## REQUIRED ACTION
Transcribe exactly the portion of the listing below that runs from the line containing "Pass this photo to locate to point out the red torii" through its last line.

## SUPPLIED DATA

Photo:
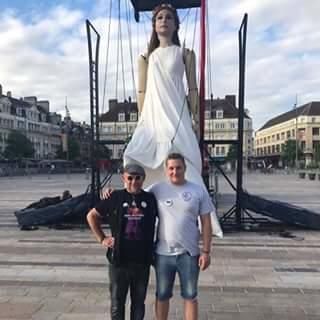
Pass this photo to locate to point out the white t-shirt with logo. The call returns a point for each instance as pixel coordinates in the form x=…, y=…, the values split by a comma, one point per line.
x=179, y=208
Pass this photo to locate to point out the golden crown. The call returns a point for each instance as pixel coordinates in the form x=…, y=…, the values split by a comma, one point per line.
x=163, y=6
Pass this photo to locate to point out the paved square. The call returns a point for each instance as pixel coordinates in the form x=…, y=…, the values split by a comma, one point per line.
x=62, y=274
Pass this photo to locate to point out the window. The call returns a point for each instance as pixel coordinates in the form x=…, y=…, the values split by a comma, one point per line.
x=301, y=133
x=133, y=116
x=315, y=145
x=219, y=114
x=121, y=117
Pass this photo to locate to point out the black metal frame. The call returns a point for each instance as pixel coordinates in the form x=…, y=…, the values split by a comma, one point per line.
x=237, y=208
x=94, y=109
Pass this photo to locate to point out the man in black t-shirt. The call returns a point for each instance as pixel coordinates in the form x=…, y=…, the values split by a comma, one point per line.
x=131, y=213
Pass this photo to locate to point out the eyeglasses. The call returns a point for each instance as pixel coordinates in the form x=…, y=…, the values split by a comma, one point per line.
x=136, y=178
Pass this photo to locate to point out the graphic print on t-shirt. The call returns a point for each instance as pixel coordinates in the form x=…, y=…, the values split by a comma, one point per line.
x=133, y=216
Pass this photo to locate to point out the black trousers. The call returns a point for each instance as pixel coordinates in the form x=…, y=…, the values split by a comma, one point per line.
x=135, y=278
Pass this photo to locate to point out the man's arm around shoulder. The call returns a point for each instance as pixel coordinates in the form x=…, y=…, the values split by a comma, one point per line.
x=204, y=259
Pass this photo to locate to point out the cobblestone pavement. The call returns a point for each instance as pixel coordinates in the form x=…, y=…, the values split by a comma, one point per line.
x=62, y=274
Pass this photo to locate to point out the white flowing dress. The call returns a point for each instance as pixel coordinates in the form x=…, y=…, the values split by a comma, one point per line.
x=165, y=124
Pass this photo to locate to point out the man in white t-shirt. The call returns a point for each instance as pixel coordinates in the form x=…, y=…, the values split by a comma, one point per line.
x=180, y=204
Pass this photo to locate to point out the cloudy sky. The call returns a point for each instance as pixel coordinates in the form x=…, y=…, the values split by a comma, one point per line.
x=43, y=51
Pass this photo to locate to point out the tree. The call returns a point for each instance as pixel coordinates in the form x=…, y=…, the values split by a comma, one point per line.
x=289, y=153
x=18, y=146
x=73, y=150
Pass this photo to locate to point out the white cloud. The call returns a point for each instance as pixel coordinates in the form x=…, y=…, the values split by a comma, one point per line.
x=45, y=54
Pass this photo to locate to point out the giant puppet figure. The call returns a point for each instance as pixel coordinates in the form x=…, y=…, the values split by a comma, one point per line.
x=167, y=114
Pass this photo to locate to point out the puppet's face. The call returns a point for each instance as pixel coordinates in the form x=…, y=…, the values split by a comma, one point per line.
x=165, y=24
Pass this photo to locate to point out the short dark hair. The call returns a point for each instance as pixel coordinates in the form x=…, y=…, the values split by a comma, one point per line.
x=175, y=156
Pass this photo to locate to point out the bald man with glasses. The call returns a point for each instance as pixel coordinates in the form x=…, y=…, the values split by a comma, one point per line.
x=131, y=213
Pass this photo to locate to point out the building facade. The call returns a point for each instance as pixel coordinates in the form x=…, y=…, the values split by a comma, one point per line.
x=221, y=123
x=118, y=125
x=301, y=124
x=32, y=118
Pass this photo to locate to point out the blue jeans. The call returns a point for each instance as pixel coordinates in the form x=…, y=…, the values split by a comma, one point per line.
x=188, y=270
x=121, y=279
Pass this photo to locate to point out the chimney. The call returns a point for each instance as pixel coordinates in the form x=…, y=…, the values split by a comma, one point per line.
x=44, y=104
x=31, y=100
x=113, y=103
x=231, y=99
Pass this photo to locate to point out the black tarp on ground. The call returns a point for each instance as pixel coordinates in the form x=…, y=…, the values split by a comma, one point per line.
x=72, y=210
x=281, y=211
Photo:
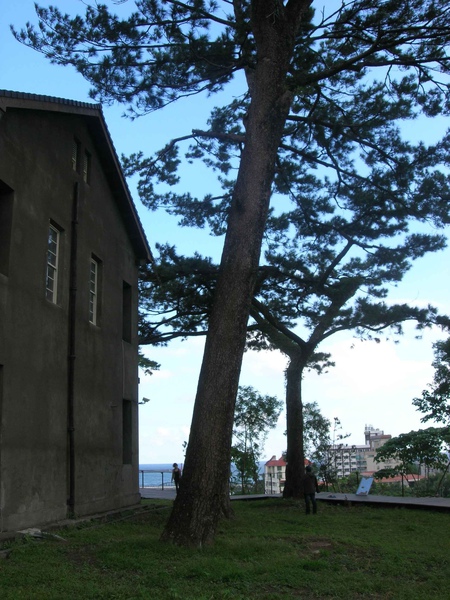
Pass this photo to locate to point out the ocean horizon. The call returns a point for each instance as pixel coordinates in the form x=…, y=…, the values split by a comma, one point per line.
x=160, y=474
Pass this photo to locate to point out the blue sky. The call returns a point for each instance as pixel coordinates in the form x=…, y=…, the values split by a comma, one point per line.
x=371, y=383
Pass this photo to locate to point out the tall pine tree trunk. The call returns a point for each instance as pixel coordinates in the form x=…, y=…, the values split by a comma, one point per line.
x=204, y=491
x=295, y=459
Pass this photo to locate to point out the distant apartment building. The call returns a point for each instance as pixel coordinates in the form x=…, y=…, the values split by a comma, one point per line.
x=346, y=459
x=274, y=475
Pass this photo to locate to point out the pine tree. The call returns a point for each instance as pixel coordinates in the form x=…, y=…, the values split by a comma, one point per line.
x=322, y=92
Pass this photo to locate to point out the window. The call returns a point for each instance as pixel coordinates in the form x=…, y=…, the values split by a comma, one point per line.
x=87, y=167
x=6, y=211
x=127, y=432
x=126, y=312
x=93, y=291
x=52, y=264
x=76, y=151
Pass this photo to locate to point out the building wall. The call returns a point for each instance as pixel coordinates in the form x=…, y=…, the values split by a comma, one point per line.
x=36, y=171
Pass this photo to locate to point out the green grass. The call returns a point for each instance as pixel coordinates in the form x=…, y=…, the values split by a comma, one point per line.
x=268, y=550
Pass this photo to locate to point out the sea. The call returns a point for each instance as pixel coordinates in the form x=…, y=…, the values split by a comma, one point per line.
x=160, y=475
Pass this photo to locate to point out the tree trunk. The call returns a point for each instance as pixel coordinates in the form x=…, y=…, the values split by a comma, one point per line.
x=204, y=490
x=295, y=459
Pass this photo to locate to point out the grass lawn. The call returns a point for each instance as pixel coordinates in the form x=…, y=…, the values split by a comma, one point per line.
x=270, y=549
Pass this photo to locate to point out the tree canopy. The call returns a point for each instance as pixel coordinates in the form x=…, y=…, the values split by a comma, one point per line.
x=435, y=401
x=320, y=122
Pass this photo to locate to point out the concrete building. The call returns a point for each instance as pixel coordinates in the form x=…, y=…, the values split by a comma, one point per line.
x=70, y=245
x=274, y=475
x=346, y=459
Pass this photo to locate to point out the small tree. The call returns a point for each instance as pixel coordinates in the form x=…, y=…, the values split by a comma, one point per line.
x=254, y=416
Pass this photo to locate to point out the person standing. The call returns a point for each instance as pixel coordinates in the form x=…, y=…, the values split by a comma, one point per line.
x=176, y=474
x=310, y=487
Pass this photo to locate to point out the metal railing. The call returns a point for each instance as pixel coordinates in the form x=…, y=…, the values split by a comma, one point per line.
x=166, y=476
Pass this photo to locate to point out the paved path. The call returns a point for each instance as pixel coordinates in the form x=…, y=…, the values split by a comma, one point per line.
x=331, y=497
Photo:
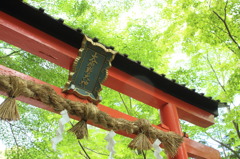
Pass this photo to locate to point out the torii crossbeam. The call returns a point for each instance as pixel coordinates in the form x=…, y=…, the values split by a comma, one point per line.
x=18, y=26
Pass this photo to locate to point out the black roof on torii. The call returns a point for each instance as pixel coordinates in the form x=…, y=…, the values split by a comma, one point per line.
x=38, y=19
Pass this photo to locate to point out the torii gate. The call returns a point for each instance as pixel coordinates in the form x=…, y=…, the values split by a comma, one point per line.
x=36, y=32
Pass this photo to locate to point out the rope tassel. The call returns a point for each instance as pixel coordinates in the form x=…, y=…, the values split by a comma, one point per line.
x=80, y=129
x=8, y=109
x=140, y=142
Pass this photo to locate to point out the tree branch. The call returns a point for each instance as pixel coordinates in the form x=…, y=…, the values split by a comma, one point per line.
x=215, y=73
x=224, y=42
x=226, y=26
x=225, y=145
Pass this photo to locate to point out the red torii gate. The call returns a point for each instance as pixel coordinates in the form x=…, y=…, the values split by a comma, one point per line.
x=17, y=31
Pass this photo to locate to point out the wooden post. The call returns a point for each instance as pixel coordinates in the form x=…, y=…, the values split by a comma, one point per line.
x=170, y=118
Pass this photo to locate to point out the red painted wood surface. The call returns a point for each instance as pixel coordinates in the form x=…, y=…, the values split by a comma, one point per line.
x=45, y=46
x=170, y=118
x=194, y=149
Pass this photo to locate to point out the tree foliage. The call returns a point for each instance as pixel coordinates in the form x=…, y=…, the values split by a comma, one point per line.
x=195, y=42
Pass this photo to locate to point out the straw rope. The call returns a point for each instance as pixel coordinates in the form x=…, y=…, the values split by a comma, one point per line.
x=89, y=111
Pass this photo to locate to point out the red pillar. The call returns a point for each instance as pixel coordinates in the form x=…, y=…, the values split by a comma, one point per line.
x=170, y=118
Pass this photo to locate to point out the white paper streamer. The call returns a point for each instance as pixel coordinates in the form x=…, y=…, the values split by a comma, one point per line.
x=65, y=119
x=157, y=149
x=111, y=143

## ANSWER BOX
Pass this photo to locate to point out the red torii gate. The call returns a point for each instance as pixel coordinates in the form x=…, y=…, the values split by a comma, one point per line.
x=17, y=31
Pass this photo to locate to point out the wooden post. The call returns a point for each instance as pixel coordinates in the form x=…, y=…, the values split by a comma, one point per line.
x=170, y=118
Pass this photo to locate to point out the red painted wood surface. The call returns a point for each instance as pixel coordinates in the form x=…, y=…, the values split by a comma, one point per line.
x=45, y=46
x=170, y=118
x=194, y=149
Pass this photo to locate to point out the tree foliage. The call returns a point for each instance as pixel coordinates in the form x=…, y=…, the values split by a comma, one point per line.
x=195, y=42
Pass this photo to locate to point out the straw rope. The call returns a point for each instance as pixel coordinates in the form x=…, y=…, the values split by a comma, one point per line.
x=89, y=111
Pass this photo to locate to point out the red pillar. The call returns a point for each instance as pixel coordinates in the form x=…, y=…, the values split by a comma, one point per line.
x=170, y=118
Pass this photo to locate to point out the white paper streamer. The call returns a point for each instance as pixel coordinates in the form x=…, y=…, the values split by a comma, one point per line.
x=65, y=119
x=157, y=149
x=111, y=143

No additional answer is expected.